ZU ERLEDIGEN
1/ Gib den Text über den Hirsch von „Herbstferien – Autobahnraststätte“ bis „Laut eines Tieres.“ wortgetreu wieder.
2/ Prüfe, ob die Aussagen (a) bis (c) mit dem Text über den Hirsch übereinstimmen, und belege jedes Ja oder Nein mit den entscheidenden Worten des Textes als wörtlichem Zitat. (a) Der Hirsch im Hirschpfeffer der Raststätte Thusis soll aus der Region stammen. (b) Die erzählende Person stand in der Nacht auf, um den veterinären Emergency Room zu kontaktieren. (c) Der Nachbar erklärte am Morgen, das Geräusch sei von einem Fuchs gekommen.
3/ Beantworte die folgenden Fragen zum Text über den Hirsch knapp und kennzeichne die Antworten mit denselben Buchstaben.
(a) Welches Gericht gibt es in der Autobahnraststätte Thusis?
(b) Auf welchem Campingplatz war der Laut des Tieres in der Nacht zu hören?
(c) Warum röhrt der Hirsch im Herbst und nicht im Frühling?

VORGEGEBENER TEXT
- - - - - - -
Herbstferien – Autobahnraststätte Thusis – es gibt Hirschpfeffer mit Spätzli, der Hirsch sei aus der Region und schmeckt prima -überhaupt ist diese Raststätte zu empfehlen, nebenbei gesagt. Ich erinnere mich an eine Nacht vor 3 Tagen, Camping Plauns bei Pontresina, ich wache auf, es ist stockdunkel und ich höre den seltsam repetierten Laut eines Tieres.
Zunächst überlege ich, wo wir Rindviecher gesehen haben, und ob ich nun aufstehen muss, um den veterinären Emergency Room zu kontaktieren, schlafe aber wieder ein. Am Morgen erklärt mir der Nachbar, das sei ein Hirsch gewesen. Habe ich so echt noch nie gehört, da es zwar interessant bis beängstigend klingende Stadtfüchse gibt, aber keine Stadthirsche. Ist wohl auch besser so. Und warum röhrt der Hirsch im Herbst und nicht im Frühling, wie sich das gemäß meiner romantisch gefärbten Städter- Ahnungslosigkeit gehörte? Ganz einfach, weil sonst die neugeborenen Kälber das Wetter im Januar nicht so gemütlich fänden. Wikipedia hat es mir erklärt!
- - - - - - -
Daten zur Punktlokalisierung
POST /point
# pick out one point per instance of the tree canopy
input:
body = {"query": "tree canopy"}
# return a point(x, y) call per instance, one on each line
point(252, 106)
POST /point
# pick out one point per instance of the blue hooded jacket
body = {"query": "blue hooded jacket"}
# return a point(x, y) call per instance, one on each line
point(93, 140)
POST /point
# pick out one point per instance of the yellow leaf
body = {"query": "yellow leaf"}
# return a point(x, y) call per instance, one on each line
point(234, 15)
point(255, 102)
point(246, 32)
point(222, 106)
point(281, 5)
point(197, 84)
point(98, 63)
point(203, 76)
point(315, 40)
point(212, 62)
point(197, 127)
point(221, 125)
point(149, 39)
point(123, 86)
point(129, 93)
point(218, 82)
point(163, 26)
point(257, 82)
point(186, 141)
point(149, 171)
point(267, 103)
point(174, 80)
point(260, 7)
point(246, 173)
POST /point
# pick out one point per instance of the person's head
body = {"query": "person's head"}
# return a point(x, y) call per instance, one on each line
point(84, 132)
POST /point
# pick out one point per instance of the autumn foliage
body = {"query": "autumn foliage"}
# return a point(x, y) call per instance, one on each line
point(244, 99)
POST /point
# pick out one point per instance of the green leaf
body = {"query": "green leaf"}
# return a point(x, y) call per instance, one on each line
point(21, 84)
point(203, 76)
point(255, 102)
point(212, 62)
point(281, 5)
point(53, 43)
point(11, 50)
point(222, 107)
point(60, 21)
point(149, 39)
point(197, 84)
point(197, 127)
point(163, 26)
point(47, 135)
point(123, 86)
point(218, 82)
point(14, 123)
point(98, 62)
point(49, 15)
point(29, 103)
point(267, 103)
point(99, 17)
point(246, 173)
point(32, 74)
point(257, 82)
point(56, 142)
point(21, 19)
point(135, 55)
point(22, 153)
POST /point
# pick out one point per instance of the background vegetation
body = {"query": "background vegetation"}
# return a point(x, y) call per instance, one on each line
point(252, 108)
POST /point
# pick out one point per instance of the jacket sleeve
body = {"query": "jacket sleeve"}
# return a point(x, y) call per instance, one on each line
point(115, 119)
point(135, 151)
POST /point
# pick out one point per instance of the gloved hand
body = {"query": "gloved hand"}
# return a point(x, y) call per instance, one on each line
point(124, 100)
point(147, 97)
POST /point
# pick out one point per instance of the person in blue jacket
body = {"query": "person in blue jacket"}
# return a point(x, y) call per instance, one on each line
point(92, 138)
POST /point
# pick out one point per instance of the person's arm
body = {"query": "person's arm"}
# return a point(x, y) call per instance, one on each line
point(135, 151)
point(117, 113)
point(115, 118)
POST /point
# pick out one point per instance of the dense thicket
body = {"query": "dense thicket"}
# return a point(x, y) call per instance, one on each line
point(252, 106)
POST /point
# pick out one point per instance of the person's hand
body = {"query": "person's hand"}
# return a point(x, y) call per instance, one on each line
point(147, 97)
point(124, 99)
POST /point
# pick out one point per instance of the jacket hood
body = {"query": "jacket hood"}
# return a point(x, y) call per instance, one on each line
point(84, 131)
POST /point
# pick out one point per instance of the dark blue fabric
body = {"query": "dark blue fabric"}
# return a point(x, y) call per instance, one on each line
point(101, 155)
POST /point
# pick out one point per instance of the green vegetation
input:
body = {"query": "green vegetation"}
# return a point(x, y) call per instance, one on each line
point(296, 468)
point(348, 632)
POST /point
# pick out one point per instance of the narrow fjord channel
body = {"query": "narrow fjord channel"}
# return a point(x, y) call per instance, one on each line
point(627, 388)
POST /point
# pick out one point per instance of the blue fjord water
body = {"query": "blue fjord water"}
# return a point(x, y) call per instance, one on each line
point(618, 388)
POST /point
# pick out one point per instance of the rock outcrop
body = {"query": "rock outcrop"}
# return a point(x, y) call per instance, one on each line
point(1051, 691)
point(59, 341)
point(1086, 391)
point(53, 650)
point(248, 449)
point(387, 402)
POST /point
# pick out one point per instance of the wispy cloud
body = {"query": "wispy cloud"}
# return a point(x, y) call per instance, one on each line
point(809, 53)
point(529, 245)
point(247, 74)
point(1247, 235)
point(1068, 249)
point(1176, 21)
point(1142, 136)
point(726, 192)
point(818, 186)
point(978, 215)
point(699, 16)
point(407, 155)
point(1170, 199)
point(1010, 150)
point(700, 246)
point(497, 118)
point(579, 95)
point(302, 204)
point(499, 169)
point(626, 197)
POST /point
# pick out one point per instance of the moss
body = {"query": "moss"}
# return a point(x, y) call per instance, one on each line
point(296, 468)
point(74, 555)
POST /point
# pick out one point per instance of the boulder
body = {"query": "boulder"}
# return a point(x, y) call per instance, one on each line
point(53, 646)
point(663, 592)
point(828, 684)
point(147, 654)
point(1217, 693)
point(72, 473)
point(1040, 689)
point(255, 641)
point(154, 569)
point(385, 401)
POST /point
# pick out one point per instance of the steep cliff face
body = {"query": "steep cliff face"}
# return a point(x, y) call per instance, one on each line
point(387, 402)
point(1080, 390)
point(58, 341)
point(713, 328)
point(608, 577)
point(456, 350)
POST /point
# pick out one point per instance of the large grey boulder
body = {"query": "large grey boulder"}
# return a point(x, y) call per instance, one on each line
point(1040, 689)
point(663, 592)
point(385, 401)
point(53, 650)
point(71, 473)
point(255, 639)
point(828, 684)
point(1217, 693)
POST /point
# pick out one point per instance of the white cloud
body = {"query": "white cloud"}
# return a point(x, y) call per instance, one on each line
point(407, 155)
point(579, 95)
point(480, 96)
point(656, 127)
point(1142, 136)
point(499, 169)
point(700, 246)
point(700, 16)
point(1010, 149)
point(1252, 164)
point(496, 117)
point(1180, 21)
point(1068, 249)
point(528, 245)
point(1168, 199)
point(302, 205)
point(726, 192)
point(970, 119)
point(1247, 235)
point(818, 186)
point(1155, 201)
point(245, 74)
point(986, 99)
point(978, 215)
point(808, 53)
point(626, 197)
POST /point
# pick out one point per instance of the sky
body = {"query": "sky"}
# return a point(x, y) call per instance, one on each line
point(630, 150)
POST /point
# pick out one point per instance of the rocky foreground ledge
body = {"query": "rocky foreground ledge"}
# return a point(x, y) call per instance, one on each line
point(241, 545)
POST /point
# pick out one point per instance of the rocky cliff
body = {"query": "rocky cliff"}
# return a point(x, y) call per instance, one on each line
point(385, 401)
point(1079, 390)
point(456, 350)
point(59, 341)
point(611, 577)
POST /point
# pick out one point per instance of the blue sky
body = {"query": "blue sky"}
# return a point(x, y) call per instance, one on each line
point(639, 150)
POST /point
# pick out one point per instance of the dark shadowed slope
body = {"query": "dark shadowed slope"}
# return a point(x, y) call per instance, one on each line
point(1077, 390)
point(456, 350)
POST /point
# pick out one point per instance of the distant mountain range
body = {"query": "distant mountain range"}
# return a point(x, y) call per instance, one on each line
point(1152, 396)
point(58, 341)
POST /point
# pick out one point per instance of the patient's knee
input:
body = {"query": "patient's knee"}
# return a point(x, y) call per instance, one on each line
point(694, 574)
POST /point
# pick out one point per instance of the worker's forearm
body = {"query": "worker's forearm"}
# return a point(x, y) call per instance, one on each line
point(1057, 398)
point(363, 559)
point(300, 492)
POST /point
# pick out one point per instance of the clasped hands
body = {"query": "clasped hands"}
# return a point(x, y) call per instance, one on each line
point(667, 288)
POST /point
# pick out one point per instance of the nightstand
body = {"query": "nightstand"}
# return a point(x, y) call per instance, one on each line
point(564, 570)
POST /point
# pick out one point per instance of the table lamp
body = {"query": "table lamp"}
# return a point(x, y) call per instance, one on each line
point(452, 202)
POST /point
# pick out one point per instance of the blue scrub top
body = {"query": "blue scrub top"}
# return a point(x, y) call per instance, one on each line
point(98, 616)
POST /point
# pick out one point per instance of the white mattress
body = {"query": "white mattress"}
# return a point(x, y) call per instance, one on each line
- - - - - - -
LÖSUNGEN DER AUFGABEN
1/
Herbstferien – Autobahnraststätte Thusis – es gibt Hirschpfeffer mit Spätzli, der Hirsch sei aus der Region und schmeckt prima -überhaupt ist diese Raststätte zu empfehlen, nebenbei gesagt. Ich erinnere mich an eine Nacht vor 3 Tagen, Camping Plauns bei Pontresina, ich wache auf, es ist stockdunkel und ich höre den seltsam repetierten Laut eines Tieres.

2/
(a) Ja: „der Hirsch sei aus der Region“
(b) Nein: „schlafe aber wieder ein“
(c) Nein: „Am Morgen erklärt mir der Nachbar, das sei ein Hirsch gewesen.“

3/
(a) Hirschpfeffer mit Spätzli
(b) Auf dem Camping Plauns bei Pontresina
(c) Weil die neugeborenen Kälber sonst das Wetter im Januar nicht so gemütlich fänden